▶ _Records from a collection_:

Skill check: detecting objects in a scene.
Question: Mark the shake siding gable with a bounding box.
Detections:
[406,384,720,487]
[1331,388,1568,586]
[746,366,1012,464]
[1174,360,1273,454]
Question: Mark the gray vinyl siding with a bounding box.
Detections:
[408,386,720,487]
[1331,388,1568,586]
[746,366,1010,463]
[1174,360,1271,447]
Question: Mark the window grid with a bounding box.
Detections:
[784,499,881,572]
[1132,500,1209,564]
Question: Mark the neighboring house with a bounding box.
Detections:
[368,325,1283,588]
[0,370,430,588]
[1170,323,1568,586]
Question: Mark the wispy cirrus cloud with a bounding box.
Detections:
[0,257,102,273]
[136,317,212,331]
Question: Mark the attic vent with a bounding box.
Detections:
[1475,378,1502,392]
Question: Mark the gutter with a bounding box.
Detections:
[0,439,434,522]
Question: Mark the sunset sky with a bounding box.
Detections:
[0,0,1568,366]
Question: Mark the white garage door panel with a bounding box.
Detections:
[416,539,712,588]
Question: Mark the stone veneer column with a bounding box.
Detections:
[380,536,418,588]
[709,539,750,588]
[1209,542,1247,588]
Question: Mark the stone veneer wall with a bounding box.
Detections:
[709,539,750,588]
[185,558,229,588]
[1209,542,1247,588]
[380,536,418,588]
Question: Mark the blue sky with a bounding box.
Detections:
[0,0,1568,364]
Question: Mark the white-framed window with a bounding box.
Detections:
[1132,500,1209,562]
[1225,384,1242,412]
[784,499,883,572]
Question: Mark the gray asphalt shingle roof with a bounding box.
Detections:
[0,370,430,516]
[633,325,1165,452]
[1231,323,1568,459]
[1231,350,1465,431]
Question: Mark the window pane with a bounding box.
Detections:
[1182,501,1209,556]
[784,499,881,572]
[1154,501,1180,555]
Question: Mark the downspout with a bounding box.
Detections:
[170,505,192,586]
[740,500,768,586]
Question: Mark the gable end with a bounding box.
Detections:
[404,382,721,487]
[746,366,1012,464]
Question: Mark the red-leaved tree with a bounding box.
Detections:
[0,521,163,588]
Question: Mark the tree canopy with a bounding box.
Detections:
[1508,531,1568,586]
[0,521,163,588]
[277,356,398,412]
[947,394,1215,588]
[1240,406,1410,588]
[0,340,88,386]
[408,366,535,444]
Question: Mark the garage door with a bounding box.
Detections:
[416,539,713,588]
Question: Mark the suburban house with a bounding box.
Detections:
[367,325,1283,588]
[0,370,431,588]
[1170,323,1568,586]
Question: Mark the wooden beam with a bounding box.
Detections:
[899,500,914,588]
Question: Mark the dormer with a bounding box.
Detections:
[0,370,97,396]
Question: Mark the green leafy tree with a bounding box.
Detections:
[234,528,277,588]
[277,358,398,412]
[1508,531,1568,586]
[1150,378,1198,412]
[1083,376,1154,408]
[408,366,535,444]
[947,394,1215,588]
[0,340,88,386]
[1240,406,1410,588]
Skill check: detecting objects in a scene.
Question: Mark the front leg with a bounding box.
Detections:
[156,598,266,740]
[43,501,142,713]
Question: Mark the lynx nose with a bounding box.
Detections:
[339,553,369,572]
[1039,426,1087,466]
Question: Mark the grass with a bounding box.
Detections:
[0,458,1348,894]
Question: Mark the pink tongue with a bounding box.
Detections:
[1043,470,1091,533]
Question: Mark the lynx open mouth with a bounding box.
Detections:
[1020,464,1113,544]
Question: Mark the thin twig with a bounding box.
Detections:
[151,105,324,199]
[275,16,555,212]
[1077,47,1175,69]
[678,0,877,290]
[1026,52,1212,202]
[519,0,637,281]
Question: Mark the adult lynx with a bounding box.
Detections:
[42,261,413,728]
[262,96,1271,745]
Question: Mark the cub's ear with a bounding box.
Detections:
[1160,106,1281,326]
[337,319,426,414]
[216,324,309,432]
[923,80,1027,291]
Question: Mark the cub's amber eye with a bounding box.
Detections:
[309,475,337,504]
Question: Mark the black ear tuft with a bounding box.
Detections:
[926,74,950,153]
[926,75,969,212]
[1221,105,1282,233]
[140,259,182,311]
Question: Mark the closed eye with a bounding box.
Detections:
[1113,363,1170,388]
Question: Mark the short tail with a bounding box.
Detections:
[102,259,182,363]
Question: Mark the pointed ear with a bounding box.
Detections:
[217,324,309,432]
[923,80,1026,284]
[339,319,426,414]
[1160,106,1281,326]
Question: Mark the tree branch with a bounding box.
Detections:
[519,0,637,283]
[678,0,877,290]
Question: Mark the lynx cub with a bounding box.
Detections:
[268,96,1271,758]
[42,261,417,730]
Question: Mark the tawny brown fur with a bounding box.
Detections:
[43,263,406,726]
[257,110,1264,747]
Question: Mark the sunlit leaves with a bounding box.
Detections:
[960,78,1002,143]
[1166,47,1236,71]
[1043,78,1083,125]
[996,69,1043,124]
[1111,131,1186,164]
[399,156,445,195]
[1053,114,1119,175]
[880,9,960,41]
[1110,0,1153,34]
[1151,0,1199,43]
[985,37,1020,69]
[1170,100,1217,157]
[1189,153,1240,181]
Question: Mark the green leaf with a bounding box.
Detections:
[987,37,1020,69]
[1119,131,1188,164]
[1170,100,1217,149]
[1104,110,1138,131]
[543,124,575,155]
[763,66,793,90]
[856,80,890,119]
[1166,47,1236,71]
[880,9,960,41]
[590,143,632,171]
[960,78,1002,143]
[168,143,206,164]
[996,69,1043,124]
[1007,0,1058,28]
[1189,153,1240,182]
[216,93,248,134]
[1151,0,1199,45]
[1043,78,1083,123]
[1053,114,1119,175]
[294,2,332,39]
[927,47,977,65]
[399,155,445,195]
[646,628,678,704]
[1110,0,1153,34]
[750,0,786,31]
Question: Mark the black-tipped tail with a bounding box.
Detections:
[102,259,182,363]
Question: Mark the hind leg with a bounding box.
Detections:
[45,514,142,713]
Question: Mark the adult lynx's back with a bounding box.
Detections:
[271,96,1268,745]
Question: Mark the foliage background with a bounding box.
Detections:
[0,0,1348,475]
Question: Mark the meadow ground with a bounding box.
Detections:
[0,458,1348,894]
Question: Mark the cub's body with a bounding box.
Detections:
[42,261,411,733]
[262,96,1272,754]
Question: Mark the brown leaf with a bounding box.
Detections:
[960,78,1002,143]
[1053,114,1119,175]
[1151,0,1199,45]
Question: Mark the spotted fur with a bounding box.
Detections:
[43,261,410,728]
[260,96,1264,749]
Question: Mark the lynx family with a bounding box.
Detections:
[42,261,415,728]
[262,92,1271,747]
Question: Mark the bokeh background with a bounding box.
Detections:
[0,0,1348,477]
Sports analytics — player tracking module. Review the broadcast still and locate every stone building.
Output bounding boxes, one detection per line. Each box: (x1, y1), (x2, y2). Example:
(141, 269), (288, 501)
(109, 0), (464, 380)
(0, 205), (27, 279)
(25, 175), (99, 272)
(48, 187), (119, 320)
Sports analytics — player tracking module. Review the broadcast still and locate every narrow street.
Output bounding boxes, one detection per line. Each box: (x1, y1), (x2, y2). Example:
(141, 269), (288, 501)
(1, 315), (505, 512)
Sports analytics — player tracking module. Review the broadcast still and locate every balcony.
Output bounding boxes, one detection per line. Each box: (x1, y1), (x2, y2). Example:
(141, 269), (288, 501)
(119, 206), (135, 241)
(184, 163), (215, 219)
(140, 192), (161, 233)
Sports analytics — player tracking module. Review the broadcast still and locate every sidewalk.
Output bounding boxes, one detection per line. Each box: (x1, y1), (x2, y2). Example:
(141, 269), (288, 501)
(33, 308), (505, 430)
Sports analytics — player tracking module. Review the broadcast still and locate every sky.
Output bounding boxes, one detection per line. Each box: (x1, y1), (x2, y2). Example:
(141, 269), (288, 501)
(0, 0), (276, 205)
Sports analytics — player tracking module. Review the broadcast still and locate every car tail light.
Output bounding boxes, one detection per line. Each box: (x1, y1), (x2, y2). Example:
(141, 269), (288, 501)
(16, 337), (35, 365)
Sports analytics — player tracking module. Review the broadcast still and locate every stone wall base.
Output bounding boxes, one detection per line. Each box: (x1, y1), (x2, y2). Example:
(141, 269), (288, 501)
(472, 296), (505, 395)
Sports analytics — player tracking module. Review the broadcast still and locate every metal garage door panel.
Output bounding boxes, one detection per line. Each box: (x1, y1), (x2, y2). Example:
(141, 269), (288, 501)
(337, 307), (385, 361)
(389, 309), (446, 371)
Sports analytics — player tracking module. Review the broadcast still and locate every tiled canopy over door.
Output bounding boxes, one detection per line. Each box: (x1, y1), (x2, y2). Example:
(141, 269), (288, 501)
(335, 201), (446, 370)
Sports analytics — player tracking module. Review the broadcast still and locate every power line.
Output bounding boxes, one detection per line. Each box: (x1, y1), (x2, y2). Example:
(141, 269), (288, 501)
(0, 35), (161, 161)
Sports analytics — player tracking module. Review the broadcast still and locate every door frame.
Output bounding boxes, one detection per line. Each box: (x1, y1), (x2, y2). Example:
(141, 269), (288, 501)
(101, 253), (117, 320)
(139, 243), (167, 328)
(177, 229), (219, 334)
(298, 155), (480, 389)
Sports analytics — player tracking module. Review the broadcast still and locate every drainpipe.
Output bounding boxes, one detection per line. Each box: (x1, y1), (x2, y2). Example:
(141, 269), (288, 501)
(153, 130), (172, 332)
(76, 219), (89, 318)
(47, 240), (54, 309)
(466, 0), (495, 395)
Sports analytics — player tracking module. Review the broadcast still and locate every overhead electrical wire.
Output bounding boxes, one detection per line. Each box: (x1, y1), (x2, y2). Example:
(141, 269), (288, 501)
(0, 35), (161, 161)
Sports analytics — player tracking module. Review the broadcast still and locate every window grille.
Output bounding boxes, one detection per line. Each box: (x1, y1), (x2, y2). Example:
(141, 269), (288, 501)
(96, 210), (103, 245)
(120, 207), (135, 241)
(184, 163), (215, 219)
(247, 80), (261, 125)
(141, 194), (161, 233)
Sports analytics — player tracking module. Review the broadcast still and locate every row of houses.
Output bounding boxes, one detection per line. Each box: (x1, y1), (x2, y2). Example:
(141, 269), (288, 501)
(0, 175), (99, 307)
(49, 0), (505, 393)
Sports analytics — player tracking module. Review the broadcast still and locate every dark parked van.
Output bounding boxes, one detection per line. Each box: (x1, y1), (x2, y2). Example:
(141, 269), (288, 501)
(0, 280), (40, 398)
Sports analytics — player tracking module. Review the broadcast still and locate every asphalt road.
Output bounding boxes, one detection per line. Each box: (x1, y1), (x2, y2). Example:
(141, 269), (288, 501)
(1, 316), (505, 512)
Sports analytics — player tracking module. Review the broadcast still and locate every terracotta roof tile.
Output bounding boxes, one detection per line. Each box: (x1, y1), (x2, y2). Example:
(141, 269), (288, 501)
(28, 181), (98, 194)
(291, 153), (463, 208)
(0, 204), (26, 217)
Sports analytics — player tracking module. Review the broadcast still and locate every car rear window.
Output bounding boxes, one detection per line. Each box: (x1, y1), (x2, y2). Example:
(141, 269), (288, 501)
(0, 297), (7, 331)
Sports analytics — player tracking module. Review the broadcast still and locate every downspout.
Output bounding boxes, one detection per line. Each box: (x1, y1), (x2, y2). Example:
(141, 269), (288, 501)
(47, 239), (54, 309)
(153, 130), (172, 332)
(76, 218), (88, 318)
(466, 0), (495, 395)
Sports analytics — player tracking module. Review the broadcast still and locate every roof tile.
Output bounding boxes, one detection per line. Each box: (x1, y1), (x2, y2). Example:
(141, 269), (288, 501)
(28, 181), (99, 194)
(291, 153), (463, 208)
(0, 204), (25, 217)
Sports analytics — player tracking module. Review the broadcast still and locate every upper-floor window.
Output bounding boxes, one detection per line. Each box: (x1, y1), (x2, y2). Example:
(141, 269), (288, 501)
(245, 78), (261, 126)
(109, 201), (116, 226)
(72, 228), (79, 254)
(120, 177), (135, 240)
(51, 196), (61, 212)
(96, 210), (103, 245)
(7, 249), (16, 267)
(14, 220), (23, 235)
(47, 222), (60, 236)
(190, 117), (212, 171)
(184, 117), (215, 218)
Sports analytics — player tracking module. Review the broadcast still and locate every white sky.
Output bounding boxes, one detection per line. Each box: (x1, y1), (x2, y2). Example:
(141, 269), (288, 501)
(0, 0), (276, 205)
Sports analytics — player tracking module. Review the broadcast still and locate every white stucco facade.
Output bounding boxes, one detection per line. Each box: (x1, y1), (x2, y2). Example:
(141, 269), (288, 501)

▶ _Task description_: Update the records starting with the line that contains "Question: Mark the green leafy" and going on through the line that contains "[1043,470,1091,533]", replacing "Detections" with "Boxes" and leaving everything else unchanged. Give only those lines.

▶ _Exercise answer_:
Question: Mark the green leafy tree with a bounding box.
Boxes:
[234,528,277,588]
[277,358,398,412]
[1508,531,1568,586]
[1150,378,1198,412]
[1083,376,1154,408]
[408,366,535,444]
[947,394,1215,588]
[0,340,88,386]
[1240,406,1410,588]
Skill check: detecting objects in a scene.
Question: Mark the front leg with a bounding box.
Boxes:
[156,598,266,740]
[43,501,142,713]
Question: Mark the lynx nose with a bounding box.
Boxes:
[339,553,369,572]
[1039,426,1087,466]
Question: Mark the grass with a bounding box.
Boxes:
[0,458,1348,894]
Question: Mark the pink tongue with a bounding box.
Boxes:
[1043,470,1091,533]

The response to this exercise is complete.